Her sensitive nature has been a reminder that we can’t just expedite our feelings. There are some situations that require more intense contemplation and we can’t be so quick to say something isn’t a big deal.

They have tremendous capacity to care

Compassion abounds for sensitive kids. They are self-aware and have empathy in spades, and will likely channel their sensitivity to help others.

Sensitive kids have an acute sense of injustice and inequity that belies their years. They develop an early sense of moral outrage and righteousness. My daughter was deeply affected when she learned about the history of segregation in first grade. Oh, and I dare you to litter in front of her (even if that gum wrapper was, in fact, dropped on accident).

Her sensitivity tracks with her current career interests, which all reflect a capacity to care. Among the top contenders: trash collector, training service dogs, social worker, helping the homeless, and working with people with disabilities.

They are invested in making sense of the world

One productive way that sensitive kids can experience the world and begin to make sense of it is through the arts and humanities. Visits to museums and the library can yield compelling insights into how they’re understanding the world.

When it comes to reading, my daughter has shown a keen interest in non-fiction. She connects with the fact that people like Helen Keller were real people and has acknowledged the authenticity of their hardships and struggles.

We went to the art museum recently, walking the stately halls to journey to Mesopotamia, to colonial America and ancient Egypt. It reminded me that the humanities and arts help us to communicate and understand the world. It tells the full complexity of our human history and experience. The religious imagery, portraits of democracy, and scenes from the black experience begin to bear significance to sensitive kids who understand art as ways to communicate, celebrate and express.

Give them outlets

As a fellow sensitive person, I completely “get” my daughter. There is a form of mother/daughter osmosis with understanding many of her feelings. However, I don’t have all the answers and some days, even my patience runs thin. But I do have the benefit of knowing what I would have liked or needed when I was a sensitive kid: that my feelings are valid, having the space and outlets to express myself, and support to harness it into something productive.

So let’s broaden our understanding of sensitive kids. Rather than dismissing or invalidating sensitivity as dramatic, overblown, and inconvenient, it’s vital that we cultivate the truth that they feel because they care deeply for friends, family, and our broader world.

And that’s a quality we should celebrate in all of our kids.

· · · · · · ·

# [Required task 1]
Pick out every line of the entries that contains the string "over", matching case exactly.
The text and the entries have nothing to do with each other.

· · · · · · ·

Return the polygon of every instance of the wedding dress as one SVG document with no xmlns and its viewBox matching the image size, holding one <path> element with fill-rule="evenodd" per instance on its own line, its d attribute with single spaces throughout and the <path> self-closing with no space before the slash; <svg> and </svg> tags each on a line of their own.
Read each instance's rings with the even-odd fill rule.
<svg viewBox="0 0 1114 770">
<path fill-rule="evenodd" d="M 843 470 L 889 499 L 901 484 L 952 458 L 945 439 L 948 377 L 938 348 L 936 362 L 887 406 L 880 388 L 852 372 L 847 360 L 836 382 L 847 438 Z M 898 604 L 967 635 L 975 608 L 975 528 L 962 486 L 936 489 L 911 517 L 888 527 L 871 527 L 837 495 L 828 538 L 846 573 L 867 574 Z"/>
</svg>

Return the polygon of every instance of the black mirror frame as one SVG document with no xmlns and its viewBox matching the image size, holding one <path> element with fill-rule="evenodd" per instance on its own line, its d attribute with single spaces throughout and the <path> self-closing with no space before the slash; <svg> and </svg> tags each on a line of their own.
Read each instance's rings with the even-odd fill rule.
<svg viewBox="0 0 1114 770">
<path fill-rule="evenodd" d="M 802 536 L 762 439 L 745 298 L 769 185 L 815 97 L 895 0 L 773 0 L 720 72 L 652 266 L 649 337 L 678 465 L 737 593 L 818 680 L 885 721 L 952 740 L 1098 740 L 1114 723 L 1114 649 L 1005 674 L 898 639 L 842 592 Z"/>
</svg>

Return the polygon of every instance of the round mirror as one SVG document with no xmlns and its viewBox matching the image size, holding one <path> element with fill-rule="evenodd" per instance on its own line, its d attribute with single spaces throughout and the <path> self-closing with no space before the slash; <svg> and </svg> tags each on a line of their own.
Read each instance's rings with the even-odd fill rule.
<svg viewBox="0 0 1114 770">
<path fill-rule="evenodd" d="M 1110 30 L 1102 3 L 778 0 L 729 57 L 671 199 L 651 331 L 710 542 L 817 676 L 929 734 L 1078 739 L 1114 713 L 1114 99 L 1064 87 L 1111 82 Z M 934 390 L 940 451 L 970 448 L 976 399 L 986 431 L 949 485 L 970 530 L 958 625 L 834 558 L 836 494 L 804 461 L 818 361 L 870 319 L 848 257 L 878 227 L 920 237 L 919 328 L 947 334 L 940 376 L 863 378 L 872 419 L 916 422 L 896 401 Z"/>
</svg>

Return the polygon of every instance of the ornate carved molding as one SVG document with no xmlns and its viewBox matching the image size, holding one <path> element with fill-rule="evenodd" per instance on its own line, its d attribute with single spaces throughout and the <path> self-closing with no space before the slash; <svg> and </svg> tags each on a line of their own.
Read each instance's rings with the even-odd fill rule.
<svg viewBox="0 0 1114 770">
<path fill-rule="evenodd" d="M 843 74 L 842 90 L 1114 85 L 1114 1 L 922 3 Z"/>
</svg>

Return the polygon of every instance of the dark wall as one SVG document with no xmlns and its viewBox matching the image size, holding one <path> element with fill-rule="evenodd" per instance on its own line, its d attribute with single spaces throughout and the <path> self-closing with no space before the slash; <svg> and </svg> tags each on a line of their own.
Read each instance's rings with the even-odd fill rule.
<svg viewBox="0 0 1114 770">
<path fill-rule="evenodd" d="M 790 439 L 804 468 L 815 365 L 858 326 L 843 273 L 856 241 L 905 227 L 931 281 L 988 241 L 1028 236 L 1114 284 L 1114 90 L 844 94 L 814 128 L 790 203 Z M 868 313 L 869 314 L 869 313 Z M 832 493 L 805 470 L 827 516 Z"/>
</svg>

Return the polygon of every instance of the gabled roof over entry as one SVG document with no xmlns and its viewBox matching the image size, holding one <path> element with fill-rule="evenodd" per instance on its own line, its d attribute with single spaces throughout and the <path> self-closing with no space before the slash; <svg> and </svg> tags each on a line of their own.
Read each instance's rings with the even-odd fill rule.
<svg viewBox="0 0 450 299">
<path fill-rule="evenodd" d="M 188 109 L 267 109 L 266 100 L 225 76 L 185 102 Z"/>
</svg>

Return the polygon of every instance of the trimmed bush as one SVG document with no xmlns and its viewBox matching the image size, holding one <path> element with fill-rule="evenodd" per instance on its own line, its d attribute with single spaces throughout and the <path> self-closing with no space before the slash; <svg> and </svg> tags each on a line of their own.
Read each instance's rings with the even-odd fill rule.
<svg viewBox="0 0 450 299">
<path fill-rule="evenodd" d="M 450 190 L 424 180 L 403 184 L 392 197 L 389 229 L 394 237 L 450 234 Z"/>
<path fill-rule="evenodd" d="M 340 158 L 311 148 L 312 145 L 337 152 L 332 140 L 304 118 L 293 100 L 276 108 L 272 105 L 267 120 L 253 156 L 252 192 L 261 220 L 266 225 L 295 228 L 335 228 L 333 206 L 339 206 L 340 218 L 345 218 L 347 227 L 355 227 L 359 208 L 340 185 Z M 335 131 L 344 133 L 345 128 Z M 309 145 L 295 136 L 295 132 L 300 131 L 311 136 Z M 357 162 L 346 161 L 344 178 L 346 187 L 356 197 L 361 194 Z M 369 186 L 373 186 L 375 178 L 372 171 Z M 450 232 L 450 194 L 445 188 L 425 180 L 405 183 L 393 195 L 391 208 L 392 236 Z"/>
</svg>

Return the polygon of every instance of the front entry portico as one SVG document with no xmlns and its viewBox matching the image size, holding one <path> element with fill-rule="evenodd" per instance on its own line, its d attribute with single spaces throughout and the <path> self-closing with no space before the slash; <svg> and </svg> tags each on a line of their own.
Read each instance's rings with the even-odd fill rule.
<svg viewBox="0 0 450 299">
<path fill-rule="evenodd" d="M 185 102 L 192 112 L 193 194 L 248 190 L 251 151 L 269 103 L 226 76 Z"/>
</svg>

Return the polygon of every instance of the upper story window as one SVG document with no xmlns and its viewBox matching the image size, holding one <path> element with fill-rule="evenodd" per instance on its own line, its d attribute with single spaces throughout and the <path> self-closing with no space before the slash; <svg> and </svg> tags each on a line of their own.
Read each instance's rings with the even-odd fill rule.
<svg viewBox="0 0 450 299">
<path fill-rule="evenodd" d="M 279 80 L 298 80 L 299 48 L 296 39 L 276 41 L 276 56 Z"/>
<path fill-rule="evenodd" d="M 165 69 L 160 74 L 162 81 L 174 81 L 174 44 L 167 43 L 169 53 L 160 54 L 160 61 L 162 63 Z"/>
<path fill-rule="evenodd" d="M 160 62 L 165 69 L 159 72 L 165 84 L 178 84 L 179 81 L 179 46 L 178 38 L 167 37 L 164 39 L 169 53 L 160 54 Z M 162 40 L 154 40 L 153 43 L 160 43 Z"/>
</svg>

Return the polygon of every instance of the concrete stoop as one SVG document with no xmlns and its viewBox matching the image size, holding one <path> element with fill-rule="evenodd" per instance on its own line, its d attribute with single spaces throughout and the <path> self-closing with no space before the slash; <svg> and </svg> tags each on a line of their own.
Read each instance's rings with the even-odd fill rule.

· · · · · · ·

# [Required task 2]
Reproduce the passage on sensitive kids, everything from "When it comes" down to "hardships and struggles.".

# [Output 1]
Return the polygon of every instance of the gabled roof over entry as one SVG document with no xmlns and its viewBox matching the image size, holding one <path> element with fill-rule="evenodd" per instance on its own line, its d attribute with single spaces throughout and the <path> self-closing with no space before the slash; <svg> and </svg> tags each on a line of their own.

# [Output 2]
When it comes to reading, my daughter has shown a keen interest in non-fiction. She connects with the fact that people like Helen Keller were real people and has acknowledged the authenticity of their hardships and struggles.